**ENTRIES PROVIDED:**

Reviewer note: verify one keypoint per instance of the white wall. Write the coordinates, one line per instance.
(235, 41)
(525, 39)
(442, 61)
---
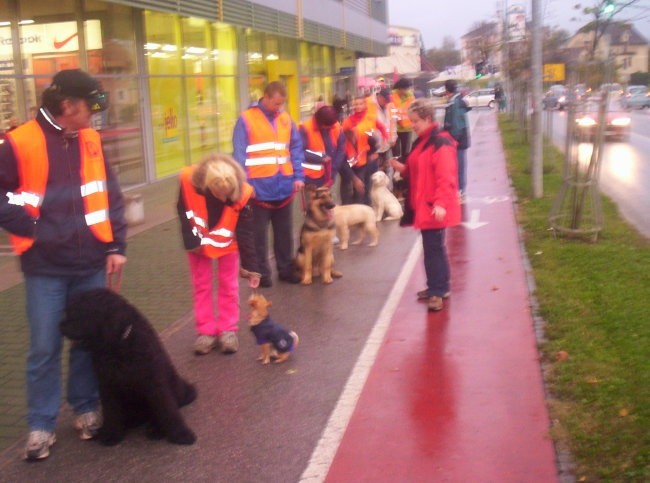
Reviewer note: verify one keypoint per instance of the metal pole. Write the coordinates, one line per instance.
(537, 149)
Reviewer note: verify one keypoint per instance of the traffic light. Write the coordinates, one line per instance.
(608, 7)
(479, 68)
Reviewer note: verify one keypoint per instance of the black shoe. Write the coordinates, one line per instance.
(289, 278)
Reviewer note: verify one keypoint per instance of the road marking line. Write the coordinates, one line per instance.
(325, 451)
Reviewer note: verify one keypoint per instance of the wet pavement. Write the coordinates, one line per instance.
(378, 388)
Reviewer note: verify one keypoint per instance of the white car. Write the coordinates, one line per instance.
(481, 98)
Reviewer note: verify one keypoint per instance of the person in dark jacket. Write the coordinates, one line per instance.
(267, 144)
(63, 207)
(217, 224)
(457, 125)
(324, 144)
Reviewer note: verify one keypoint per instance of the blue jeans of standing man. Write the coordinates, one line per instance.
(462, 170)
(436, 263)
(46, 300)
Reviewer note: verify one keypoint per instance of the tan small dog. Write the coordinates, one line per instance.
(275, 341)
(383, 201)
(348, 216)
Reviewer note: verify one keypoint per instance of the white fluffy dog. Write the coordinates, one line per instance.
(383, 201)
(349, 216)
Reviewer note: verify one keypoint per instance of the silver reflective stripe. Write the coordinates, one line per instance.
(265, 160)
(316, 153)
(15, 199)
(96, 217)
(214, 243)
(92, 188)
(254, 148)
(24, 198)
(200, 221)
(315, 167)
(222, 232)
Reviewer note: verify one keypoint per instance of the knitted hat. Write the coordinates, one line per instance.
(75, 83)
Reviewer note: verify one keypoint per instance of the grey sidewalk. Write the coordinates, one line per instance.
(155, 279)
...
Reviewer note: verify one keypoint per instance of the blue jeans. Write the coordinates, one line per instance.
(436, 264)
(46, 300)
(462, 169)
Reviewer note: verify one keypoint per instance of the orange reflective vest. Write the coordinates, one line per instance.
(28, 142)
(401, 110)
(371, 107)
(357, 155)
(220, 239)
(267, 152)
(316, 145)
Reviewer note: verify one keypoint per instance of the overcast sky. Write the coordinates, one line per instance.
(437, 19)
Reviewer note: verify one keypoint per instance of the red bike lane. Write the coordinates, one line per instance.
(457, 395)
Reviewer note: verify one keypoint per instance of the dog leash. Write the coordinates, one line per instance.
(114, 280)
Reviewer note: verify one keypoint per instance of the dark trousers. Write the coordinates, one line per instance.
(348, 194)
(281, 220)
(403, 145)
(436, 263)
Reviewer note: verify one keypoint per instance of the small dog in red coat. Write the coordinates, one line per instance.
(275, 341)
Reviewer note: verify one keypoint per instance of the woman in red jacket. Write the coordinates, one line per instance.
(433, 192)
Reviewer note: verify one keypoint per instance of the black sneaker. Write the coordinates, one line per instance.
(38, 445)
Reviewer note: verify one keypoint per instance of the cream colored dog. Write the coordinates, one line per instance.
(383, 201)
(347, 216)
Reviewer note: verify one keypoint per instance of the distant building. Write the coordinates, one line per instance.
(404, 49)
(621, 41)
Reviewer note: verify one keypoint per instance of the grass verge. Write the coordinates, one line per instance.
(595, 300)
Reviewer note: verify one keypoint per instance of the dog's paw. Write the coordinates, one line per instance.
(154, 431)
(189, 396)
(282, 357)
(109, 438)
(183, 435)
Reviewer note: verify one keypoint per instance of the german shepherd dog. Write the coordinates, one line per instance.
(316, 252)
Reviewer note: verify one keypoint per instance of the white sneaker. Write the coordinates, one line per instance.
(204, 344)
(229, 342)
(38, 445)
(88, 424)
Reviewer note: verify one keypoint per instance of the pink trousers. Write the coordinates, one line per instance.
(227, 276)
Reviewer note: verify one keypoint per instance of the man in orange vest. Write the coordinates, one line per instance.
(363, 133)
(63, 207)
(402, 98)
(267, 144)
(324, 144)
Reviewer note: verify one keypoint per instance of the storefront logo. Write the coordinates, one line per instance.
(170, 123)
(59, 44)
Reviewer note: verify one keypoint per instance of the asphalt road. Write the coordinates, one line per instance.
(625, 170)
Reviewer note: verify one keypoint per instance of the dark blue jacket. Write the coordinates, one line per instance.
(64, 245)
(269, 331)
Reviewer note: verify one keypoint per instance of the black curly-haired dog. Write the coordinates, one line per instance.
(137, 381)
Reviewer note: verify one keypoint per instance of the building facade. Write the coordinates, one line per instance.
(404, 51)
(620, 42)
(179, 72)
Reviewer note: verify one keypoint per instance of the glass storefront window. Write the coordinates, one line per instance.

**TO BE DONE:** Count the lines of the material above that contain the string "road", treating uppercase and lowercase letters as different. Give only the number.

**EXERCISE RESULT:** 2